**Work to complete**: Would you copy each line of the data below that has "give"?

____

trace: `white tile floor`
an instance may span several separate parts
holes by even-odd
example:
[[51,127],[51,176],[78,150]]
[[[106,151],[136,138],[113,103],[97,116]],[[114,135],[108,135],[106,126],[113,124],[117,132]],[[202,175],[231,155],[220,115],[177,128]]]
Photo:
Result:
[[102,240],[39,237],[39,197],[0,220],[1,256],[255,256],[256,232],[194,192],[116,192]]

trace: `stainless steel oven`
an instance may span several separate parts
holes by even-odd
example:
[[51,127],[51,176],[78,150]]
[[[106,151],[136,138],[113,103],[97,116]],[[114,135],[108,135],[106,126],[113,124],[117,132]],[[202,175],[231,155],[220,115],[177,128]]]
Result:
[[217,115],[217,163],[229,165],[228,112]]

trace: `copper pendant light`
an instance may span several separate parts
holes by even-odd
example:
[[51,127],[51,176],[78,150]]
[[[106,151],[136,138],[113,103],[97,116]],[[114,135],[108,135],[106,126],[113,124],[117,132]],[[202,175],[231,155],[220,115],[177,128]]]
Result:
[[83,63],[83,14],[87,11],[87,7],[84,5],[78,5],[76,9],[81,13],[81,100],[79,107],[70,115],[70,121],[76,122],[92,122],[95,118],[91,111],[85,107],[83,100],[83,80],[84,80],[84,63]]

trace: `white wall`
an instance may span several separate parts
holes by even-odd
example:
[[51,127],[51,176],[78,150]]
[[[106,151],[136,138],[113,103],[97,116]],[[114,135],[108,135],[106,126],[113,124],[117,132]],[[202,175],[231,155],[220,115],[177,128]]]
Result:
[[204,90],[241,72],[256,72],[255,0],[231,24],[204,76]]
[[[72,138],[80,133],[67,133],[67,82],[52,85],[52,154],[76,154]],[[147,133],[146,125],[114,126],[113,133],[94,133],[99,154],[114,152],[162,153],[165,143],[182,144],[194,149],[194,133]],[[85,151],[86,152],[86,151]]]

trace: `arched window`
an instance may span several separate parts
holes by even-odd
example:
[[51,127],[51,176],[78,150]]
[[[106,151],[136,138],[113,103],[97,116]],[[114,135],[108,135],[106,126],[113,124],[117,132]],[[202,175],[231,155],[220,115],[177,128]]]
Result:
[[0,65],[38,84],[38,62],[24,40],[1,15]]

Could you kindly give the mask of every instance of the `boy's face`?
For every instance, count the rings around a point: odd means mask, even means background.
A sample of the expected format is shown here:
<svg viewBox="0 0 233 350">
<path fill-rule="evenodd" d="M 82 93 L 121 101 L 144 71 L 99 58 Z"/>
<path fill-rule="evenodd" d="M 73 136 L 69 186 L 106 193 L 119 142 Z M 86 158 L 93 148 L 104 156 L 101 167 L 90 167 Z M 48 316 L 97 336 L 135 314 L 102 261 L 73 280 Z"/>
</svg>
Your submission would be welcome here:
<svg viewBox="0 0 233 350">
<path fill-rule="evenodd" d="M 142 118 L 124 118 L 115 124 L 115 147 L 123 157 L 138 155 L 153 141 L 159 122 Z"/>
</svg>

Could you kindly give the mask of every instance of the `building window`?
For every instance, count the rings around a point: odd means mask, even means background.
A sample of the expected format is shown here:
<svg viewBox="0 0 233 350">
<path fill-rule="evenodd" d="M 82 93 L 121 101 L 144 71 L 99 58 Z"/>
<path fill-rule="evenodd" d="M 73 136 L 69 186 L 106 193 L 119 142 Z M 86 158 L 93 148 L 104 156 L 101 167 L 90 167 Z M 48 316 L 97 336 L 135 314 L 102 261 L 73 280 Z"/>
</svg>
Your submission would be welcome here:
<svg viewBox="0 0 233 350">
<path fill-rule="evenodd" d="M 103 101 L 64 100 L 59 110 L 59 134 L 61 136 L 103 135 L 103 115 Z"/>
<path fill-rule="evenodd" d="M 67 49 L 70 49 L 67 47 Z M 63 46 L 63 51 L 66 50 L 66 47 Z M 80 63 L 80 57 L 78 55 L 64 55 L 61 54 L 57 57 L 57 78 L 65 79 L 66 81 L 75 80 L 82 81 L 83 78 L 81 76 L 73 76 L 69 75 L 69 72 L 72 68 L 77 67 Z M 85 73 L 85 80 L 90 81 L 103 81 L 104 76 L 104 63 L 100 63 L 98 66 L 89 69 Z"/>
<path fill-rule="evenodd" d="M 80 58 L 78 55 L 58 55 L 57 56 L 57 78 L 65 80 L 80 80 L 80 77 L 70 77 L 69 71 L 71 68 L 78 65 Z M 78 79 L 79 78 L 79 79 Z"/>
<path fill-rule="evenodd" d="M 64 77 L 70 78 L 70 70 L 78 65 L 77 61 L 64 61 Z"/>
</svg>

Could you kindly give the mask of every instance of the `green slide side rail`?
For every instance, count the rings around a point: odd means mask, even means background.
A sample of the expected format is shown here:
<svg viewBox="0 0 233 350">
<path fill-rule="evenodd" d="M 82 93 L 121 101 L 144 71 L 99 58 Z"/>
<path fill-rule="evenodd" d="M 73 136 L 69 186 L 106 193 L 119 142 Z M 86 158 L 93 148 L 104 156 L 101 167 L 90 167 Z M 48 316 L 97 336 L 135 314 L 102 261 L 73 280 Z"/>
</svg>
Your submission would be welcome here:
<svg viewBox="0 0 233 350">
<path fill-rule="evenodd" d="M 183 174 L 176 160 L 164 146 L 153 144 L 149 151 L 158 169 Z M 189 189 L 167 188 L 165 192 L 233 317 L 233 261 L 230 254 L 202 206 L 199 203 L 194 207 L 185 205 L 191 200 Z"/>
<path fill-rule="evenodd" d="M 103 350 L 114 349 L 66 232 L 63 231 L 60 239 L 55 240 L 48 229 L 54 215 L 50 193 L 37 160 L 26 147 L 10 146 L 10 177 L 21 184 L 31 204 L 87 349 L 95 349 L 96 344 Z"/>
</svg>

____

**Written answer**:
Could you kindly give the mask of every instance of the `boy's face`?
Could you kindly give the mask of every instance of the `building window`?
Could you kindly give the mask of every instance of the `green slide side rail`?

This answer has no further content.